## [Exercise text]
○ ○ ○ ○
Food For The Dead is a nonfiction book about the real life recorded cases of “vampirism” within the historical New England area. Let me be clear: this is not a book about the vampires we have come to sensationalize in pop culture. The term “vampire” is only used for the lack of a better term and is used loosely here.
Still, this book is an in depth look into real life horrors. The trajedy’s that fell upon these real people are not for the faint of heart. This book tugged at my heart strings and genuinely disturbed me more than a little bit, especially since I’ve called New England my home for eighteen years.

In nineteenth century New England, consumption(now known as pulmonary tuberculosis) was a very real threat; an every day killer that lurked among the quiet, rural New England villages.
Pulmonary tuberculosis is a contagious bacterial infection that attacks the lungs. Signs and symptoms include chest pain, chronic cough sometimes accompanied with blood, fever, severe weight loss, and muscular dystrophy. You litterally watch as your loved one wastes away to nothing. So what does this have to do with vampires?
○ ○ ○ ○
## [To do]
- a) Name each sign and symptom of pulmonary tuberculosis listed in the book review.
- b) Write out the book review from "Still, this book" up to and including "for eighteen years.".
The data that follows is separate material with no connection to the book review above.

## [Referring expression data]
○ ○ ○ ○
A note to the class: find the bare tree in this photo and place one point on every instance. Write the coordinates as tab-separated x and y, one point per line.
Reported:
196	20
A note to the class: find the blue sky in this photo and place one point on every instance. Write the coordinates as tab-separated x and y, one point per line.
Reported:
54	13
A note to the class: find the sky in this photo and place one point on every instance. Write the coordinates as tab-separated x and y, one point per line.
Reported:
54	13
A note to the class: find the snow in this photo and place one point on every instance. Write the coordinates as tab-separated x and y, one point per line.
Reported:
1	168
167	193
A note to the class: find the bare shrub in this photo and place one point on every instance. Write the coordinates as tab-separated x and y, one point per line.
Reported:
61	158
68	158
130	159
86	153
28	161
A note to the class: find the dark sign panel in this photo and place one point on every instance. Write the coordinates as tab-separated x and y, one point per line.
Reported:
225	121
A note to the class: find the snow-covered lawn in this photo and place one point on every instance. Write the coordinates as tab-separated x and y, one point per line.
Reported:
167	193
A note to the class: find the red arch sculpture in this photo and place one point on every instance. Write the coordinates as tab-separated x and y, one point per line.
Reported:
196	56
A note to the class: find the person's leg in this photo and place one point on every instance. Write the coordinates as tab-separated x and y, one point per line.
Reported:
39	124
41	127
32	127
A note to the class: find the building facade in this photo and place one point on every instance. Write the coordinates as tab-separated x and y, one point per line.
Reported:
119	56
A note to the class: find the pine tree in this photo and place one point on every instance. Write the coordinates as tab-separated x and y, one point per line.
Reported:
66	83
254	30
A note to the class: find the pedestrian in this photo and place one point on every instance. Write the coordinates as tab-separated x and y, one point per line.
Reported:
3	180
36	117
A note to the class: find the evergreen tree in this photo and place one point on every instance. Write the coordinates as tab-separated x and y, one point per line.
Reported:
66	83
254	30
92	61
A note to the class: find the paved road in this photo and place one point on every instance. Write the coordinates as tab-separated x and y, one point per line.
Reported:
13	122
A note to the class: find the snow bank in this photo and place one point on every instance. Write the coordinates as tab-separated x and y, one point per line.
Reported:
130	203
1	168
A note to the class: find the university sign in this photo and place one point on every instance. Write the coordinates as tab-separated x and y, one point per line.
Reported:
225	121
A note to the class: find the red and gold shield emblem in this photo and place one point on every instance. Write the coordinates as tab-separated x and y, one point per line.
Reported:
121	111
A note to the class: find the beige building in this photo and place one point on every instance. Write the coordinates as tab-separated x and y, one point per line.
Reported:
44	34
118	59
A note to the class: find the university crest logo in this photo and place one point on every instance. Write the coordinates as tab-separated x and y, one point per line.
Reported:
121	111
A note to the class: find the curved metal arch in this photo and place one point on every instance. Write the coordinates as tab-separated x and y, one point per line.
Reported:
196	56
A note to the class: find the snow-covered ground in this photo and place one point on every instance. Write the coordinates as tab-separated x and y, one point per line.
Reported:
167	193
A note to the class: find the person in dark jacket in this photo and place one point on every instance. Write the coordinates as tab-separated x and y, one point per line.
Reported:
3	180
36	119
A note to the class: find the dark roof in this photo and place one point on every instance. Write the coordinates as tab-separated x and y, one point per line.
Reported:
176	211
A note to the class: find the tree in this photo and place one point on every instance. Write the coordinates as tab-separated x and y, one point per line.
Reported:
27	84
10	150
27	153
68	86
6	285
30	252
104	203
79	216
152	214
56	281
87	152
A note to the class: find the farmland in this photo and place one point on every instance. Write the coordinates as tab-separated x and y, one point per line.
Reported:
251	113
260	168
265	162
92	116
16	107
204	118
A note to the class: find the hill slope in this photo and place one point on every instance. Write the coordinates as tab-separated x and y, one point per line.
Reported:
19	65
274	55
○ ○ ○ ○
## [Responses by task]
- a)
- chest pain
- chronic cough sometimes accompanied with blood
- fever
- severe weight loss
- muscular dystrophy

- b)
Still, this book is an in depth look into real life horrors. The trajedy’s that fell upon these real people are not for the faint of heart. This book tugged at my heart strings and genuinely disturbed me more than a little bit, especially since I’ve called New England my home for eighteen years.